++++ ARTIKEL
4.1. Perbedaan Fundamental: Tujuan, Fokus, dan Pendekatan Umum

Perbedaan paling mendasar terletak pada tujuan yang ingin dicapai oleh masing-masing konsep. Konsep hubungan istimewa dalam UU PPh primernya bertujuan untuk melindungi basis pajak negara dan memastikan keadilan dalam pemungutan pajak dengan mencegah praktik penghindaran pajak melalui transaksi yang tidak wajar. Hal ini dilakukan dengan menerapkan Prinsip Kewajaran dan Kelaziman Usaha (PKKU). Sebaliknya, konsep pihak berelasi dalam PSAK 7 bertujuan untuk meningkatkan transparansi pelaporan keuangan demi kepentingan pengambilan keputusan yang tepat oleh pengguna eksternal laporan keuangan, seperti investor dan kreditur.  

Perbedaan tujuan ini kemudian memengaruhi fokus masing-masing konsep. UU PPh lebih fokus pada kewajaran harga atau laba dalam transaksi yang dipengaruhi hubungan istimewa. Jika harga atau laba dianggap tidak wajar, otoritas pajak berwenang melakukan koreksi. Sementara itu, PSAK 7 lebih fokus pada pengungkapan hubungan dan transaksi itu sendiri, terlepas dari apakah harga dibebankan atau apakah transaksi tersebut dianggap wajar atau tidak. Tujuannya adalah untuk menyoroti potensi pengaruh yang dimiliki pihak berelasi terhadap entitas pelapor.

Dari sisi pendekatan umum, UU PPh cenderung menggunakan kriteria yang lebih definitif dan seringkali bersifat kuantitatif untuk memicu adanya hubungan istimewa, misalnya ambang batas kepemilikan saham sebesar 25%. Ini memberikan dasar yang lebih konkret bagi otoritas pajak untuk melakukan intervensi. Di sisi lain, PSAK 7 lebih menekankan pada substansi ekonomi dari suatu hubungan dan pengaruh kualitatif, seperti konsep pengendalian atau pengaruh signifikan, yang memerlukan penilaian (judgement) yang lebih mendalam. Standar akuntansi membutuhkan fleksibilitas untuk dapat mencerminkan realitas ekonomi yang kompleks demi penyajian informasi yang relevan bagi pengguna.

4.2. Perbandingan Detail Kriteria

Perbedaan fundamental di atas termanifestasi dalam detail kriteria yang digunakan untuk mengidentifikasi hubungan istimewa dan pihak berelasi.

4.2.1. Ambang Batas Kepemilikan vs. Konsep Pengaruh

Untuk tujuan PPh, hubungan istimewa karena kepemilikan modal timbul jika terdapat penyertaan modal langsung atau tidak langsung paling rendah 25%. Ini adalah ambang batas yang jelas. Sebaliknya, PSAK 7 menggunakan konsep "pengendalian" atau "pengaruh signifikan" untuk menentukan adanya relasi. Meskipun kepemilikan 20% atau lebih dapat menjadi indikator adanya pengaruh signifikan, ini bukanlah satu-satunya faktor dan bukan merupakan ambang batas yang kaku. Pengaruh signifikan dapat timbul bahkan dengan kepemilikan saham di bawah 20% jika terdapat bukti lain yang mendukung, seperti perwakilan dalam dewan direksi atau partisipasi dalam pengambilan keputusan kebijakan.
++++++++
**YANG HARUS DIKERJAKAN:** Salin tanpa perubahan bagian artikel tentang hubungan istimewa dan pihak berelasi yang dibuka dengan kata-kata yang memuat "4.2. Perbandingan Detail" dan ditutup dengan "dan pihak berelasi.".
++++ DATA YANG DISEDIAKAN
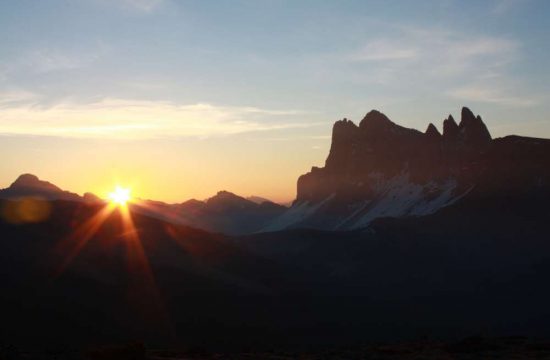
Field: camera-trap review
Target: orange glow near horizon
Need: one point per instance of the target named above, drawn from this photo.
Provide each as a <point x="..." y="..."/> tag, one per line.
<point x="120" y="196"/>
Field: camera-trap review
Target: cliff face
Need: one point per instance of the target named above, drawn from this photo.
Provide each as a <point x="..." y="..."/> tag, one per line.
<point x="380" y="169"/>
<point x="382" y="148"/>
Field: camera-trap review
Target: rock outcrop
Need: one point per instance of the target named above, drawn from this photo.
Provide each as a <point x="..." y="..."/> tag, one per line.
<point x="380" y="169"/>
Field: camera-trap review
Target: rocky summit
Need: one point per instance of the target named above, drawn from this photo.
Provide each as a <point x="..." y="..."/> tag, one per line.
<point x="381" y="169"/>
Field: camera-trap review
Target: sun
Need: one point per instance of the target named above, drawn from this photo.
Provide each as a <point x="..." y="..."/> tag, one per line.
<point x="120" y="196"/>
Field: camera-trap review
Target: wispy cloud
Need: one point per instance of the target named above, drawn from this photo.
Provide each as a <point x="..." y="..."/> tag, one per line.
<point x="435" y="52"/>
<point x="384" y="49"/>
<point x="45" y="60"/>
<point x="502" y="7"/>
<point x="485" y="94"/>
<point x="129" y="119"/>
<point x="145" y="6"/>
<point x="13" y="97"/>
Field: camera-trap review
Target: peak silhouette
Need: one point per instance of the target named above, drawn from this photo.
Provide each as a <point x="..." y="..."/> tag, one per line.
<point x="382" y="169"/>
<point x="29" y="185"/>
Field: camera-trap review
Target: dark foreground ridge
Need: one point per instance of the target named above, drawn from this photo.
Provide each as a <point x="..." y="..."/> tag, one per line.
<point x="472" y="348"/>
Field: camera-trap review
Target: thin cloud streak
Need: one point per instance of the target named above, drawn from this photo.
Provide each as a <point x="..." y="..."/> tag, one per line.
<point x="490" y="95"/>
<point x="132" y="119"/>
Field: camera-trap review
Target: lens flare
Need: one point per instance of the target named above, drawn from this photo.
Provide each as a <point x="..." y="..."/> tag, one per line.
<point x="120" y="196"/>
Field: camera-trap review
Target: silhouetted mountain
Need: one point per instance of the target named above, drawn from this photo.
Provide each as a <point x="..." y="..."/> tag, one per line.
<point x="224" y="213"/>
<point x="481" y="263"/>
<point x="258" y="199"/>
<point x="380" y="169"/>
<point x="28" y="185"/>
<point x="449" y="239"/>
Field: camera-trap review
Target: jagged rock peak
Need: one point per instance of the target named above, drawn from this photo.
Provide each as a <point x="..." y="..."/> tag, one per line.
<point x="450" y="128"/>
<point x="432" y="132"/>
<point x="375" y="118"/>
<point x="345" y="124"/>
<point x="472" y="128"/>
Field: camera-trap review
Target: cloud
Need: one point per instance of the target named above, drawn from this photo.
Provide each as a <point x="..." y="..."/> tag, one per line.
<point x="433" y="52"/>
<point x="145" y="6"/>
<point x="46" y="60"/>
<point x="131" y="119"/>
<point x="486" y="94"/>
<point x="384" y="49"/>
<point x="11" y="97"/>
<point x="502" y="7"/>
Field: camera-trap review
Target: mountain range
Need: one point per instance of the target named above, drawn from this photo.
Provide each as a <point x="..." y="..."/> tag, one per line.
<point x="374" y="170"/>
<point x="402" y="234"/>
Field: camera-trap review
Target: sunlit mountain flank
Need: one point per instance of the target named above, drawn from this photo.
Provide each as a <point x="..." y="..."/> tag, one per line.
<point x="274" y="179"/>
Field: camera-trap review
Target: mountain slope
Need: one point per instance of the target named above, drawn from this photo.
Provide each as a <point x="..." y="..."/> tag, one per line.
<point x="28" y="185"/>
<point x="224" y="213"/>
<point x="380" y="169"/>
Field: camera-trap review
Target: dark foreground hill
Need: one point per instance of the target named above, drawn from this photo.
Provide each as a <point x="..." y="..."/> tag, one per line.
<point x="446" y="275"/>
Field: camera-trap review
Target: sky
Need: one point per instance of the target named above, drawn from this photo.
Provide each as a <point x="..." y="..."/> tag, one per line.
<point x="181" y="99"/>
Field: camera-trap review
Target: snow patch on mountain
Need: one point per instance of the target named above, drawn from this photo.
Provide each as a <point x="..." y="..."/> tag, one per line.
<point x="398" y="197"/>
<point x="296" y="214"/>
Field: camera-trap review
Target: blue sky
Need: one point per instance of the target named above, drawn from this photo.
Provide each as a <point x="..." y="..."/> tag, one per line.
<point x="215" y="78"/>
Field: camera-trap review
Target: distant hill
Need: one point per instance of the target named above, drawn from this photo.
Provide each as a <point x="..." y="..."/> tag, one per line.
<point x="29" y="185"/>
<point x="224" y="213"/>
<point x="379" y="169"/>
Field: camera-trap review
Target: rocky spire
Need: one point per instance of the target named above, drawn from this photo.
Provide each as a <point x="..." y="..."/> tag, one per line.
<point x="344" y="136"/>
<point x="472" y="129"/>
<point x="432" y="133"/>
<point x="450" y="129"/>
<point x="375" y="118"/>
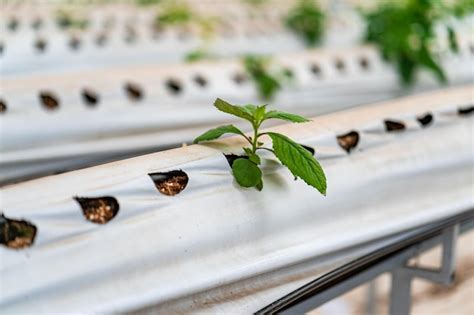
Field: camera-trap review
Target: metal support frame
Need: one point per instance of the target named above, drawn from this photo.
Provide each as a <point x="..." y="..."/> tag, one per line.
<point x="392" y="258"/>
<point x="400" y="294"/>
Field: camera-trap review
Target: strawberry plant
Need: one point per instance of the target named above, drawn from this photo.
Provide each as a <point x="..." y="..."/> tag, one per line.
<point x="245" y="169"/>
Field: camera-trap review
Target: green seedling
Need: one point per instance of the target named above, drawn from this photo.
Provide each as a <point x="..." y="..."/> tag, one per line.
<point x="306" y="20"/>
<point x="292" y="155"/>
<point x="405" y="34"/>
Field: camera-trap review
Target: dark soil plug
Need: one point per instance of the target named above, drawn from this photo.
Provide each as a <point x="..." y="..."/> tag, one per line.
<point x="232" y="157"/>
<point x="391" y="125"/>
<point x="174" y="86"/>
<point x="98" y="210"/>
<point x="465" y="111"/>
<point x="348" y="141"/>
<point x="425" y="120"/>
<point x="40" y="45"/>
<point x="200" y="80"/>
<point x="170" y="183"/>
<point x="49" y="101"/>
<point x="90" y="97"/>
<point x="16" y="234"/>
<point x="309" y="149"/>
<point x="134" y="92"/>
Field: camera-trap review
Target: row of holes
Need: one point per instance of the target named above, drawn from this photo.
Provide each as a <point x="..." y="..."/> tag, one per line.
<point x="19" y="234"/>
<point x="135" y="93"/>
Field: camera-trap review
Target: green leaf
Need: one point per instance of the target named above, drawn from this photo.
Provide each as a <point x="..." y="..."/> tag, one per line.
<point x="217" y="132"/>
<point x="246" y="173"/>
<point x="285" y="116"/>
<point x="299" y="161"/>
<point x="238" y="111"/>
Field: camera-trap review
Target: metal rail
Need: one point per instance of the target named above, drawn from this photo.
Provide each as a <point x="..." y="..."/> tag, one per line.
<point x="391" y="258"/>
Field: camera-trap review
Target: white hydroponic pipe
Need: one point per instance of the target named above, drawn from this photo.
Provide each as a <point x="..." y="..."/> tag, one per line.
<point x="218" y="248"/>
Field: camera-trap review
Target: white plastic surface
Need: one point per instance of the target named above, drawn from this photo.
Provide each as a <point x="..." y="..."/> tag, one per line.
<point x="216" y="247"/>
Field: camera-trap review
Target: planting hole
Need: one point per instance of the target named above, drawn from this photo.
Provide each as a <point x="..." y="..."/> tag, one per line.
<point x="134" y="92"/>
<point x="174" y="86"/>
<point x="348" y="141"/>
<point x="309" y="149"/>
<point x="16" y="234"/>
<point x="49" y="100"/>
<point x="200" y="80"/>
<point x="316" y="70"/>
<point x="232" y="157"/>
<point x="3" y="106"/>
<point x="391" y="125"/>
<point x="364" y="63"/>
<point x="90" y="97"/>
<point x="37" y="23"/>
<point x="465" y="111"/>
<point x="170" y="183"/>
<point x="425" y="120"/>
<point x="98" y="210"/>
<point x="40" y="45"/>
<point x="74" y="43"/>
<point x="340" y="65"/>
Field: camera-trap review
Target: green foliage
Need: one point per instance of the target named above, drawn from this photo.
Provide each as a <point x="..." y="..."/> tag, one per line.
<point x="306" y="19"/>
<point x="268" y="80"/>
<point x="68" y="20"/>
<point x="404" y="32"/>
<point x="295" y="157"/>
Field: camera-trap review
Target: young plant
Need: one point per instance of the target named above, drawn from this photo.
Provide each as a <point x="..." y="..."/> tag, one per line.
<point x="306" y="19"/>
<point x="404" y="32"/>
<point x="294" y="156"/>
<point x="267" y="79"/>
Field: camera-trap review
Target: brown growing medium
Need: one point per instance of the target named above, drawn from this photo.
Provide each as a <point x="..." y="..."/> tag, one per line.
<point x="49" y="101"/>
<point x="170" y="183"/>
<point x="99" y="210"/>
<point x="16" y="234"/>
<point x="348" y="141"/>
<point x="391" y="125"/>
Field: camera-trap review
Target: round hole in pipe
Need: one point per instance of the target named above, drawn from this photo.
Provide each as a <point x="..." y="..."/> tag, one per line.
<point x="48" y="100"/>
<point x="134" y="91"/>
<point x="90" y="97"/>
<point x="170" y="183"/>
<point x="200" y="80"/>
<point x="40" y="45"/>
<point x="98" y="210"/>
<point x="16" y="234"/>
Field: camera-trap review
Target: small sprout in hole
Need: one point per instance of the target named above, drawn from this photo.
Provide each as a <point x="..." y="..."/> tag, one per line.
<point x="267" y="77"/>
<point x="170" y="183"/>
<point x="391" y="125"/>
<point x="348" y="141"/>
<point x="49" y="100"/>
<point x="98" y="210"/>
<point x="425" y="120"/>
<point x="246" y="169"/>
<point x="306" y="20"/>
<point x="134" y="92"/>
<point x="16" y="234"/>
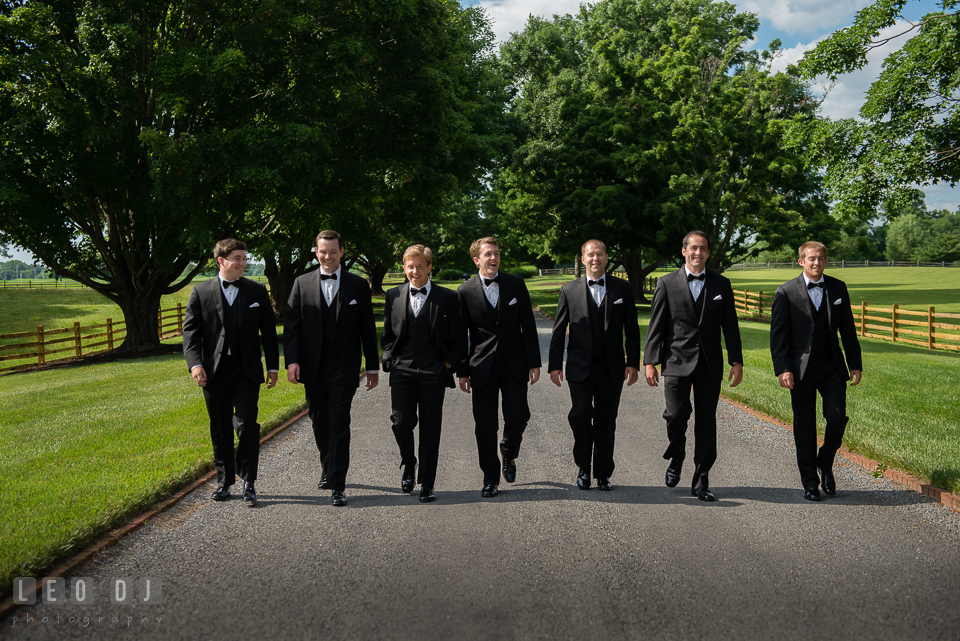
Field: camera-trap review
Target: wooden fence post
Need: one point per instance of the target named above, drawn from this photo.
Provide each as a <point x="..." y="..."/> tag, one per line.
<point x="41" y="358"/>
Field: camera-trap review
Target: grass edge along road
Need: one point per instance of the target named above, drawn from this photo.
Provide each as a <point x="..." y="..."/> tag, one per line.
<point x="85" y="448"/>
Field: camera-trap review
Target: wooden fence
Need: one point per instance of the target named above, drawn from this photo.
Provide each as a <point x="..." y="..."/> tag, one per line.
<point x="45" y="345"/>
<point x="930" y="329"/>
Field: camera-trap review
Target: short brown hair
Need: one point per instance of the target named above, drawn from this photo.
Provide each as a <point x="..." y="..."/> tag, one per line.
<point x="583" y="247"/>
<point x="329" y="234"/>
<point x="695" y="232"/>
<point x="227" y="246"/>
<point x="418" y="250"/>
<point x="475" y="246"/>
<point x="812" y="244"/>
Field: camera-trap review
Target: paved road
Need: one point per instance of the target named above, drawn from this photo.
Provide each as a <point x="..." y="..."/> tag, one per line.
<point x="543" y="560"/>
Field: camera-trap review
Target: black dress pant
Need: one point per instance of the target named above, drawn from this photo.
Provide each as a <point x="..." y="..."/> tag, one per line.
<point x="516" y="414"/>
<point x="416" y="395"/>
<point x="803" y="397"/>
<point x="329" y="399"/>
<point x="593" y="419"/>
<point x="231" y="397"/>
<point x="706" y="395"/>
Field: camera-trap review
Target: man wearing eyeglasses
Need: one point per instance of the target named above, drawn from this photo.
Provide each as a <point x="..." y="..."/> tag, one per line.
<point x="228" y="319"/>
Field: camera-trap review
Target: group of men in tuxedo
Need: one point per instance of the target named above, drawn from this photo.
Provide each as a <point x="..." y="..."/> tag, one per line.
<point x="485" y="334"/>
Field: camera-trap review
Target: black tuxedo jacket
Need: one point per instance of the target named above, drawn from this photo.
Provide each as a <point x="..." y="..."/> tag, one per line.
<point x="509" y="329"/>
<point x="204" y="332"/>
<point x="676" y="333"/>
<point x="620" y="329"/>
<point x="447" y="331"/>
<point x="791" y="328"/>
<point x="355" y="328"/>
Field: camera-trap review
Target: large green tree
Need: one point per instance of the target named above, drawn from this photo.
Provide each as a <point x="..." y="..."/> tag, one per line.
<point x="643" y="119"/>
<point x="908" y="133"/>
<point x="135" y="134"/>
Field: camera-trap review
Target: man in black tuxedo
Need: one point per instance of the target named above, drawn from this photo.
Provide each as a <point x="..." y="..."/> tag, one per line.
<point x="808" y="313"/>
<point x="423" y="340"/>
<point x="602" y="316"/>
<point x="227" y="320"/>
<point x="328" y="320"/>
<point x="690" y="306"/>
<point x="504" y="353"/>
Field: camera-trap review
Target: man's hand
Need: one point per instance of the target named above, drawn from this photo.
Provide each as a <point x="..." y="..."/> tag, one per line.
<point x="651" y="374"/>
<point x="293" y="373"/>
<point x="736" y="374"/>
<point x="199" y="375"/>
<point x="786" y="380"/>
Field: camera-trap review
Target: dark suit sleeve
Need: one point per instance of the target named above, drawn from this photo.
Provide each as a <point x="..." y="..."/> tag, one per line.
<point x="292" y="324"/>
<point x="731" y="327"/>
<point x="848" y="334"/>
<point x="368" y="330"/>
<point x="268" y="331"/>
<point x="528" y="326"/>
<point x="780" y="332"/>
<point x="631" y="330"/>
<point x="193" y="331"/>
<point x="659" y="321"/>
<point x="559" y="334"/>
<point x="387" y="338"/>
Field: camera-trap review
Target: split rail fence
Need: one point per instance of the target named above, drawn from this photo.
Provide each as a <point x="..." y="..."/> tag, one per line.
<point x="44" y="345"/>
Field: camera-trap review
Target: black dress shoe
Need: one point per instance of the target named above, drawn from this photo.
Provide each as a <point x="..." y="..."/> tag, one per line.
<point x="829" y="483"/>
<point x="673" y="474"/>
<point x="249" y="495"/>
<point x="583" y="480"/>
<point x="510" y="470"/>
<point x="704" y="494"/>
<point x="406" y="481"/>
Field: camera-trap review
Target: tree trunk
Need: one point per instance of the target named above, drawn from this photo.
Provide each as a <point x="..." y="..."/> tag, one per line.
<point x="637" y="273"/>
<point x="140" y="316"/>
<point x="376" y="270"/>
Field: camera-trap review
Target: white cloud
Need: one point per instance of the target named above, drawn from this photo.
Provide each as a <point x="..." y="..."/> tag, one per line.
<point x="510" y="16"/>
<point x="804" y="16"/>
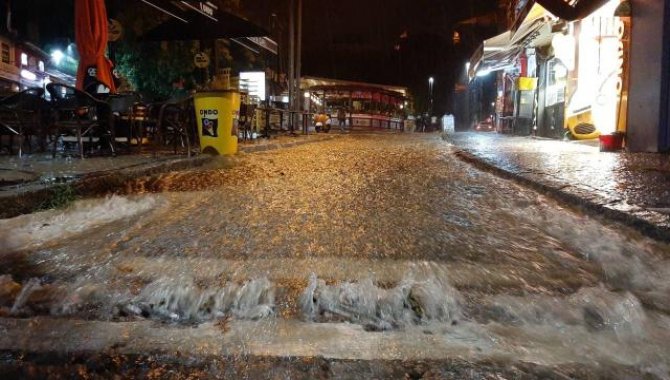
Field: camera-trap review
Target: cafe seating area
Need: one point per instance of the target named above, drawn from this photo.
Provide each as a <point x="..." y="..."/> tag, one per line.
<point x="65" y="121"/>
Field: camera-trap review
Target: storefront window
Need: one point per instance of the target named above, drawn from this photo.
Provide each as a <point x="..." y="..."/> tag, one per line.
<point x="5" y="53"/>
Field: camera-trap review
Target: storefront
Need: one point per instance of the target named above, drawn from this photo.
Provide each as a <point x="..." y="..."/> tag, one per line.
<point x="366" y="105"/>
<point x="567" y="78"/>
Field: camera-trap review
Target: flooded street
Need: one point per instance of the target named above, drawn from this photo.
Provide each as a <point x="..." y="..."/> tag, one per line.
<point x="367" y="256"/>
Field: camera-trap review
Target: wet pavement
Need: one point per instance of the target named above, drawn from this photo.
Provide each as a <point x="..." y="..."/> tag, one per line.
<point x="631" y="187"/>
<point x="25" y="182"/>
<point x="365" y="256"/>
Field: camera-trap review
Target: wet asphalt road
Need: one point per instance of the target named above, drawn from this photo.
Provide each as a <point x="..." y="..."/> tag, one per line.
<point x="386" y="238"/>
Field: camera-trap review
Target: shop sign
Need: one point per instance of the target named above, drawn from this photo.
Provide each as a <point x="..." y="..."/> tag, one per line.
<point x="201" y="60"/>
<point x="207" y="8"/>
<point x="115" y="30"/>
<point x="622" y="36"/>
<point x="361" y="95"/>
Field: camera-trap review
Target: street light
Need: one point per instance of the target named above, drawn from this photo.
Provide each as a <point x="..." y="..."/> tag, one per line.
<point x="431" y="80"/>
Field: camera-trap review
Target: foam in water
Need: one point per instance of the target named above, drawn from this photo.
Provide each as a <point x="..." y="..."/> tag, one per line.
<point x="182" y="300"/>
<point x="32" y="285"/>
<point x="596" y="308"/>
<point x="30" y="231"/>
<point x="408" y="303"/>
++++++++
**HASIL BERIKUT:**
4.2. Perbandingan Detail Kriteria

Perbedaan fundamental di atas termanifestasi dalam detail kriteria yang digunakan untuk mengidentifikasi hubungan istimewa dan pihak berelasi.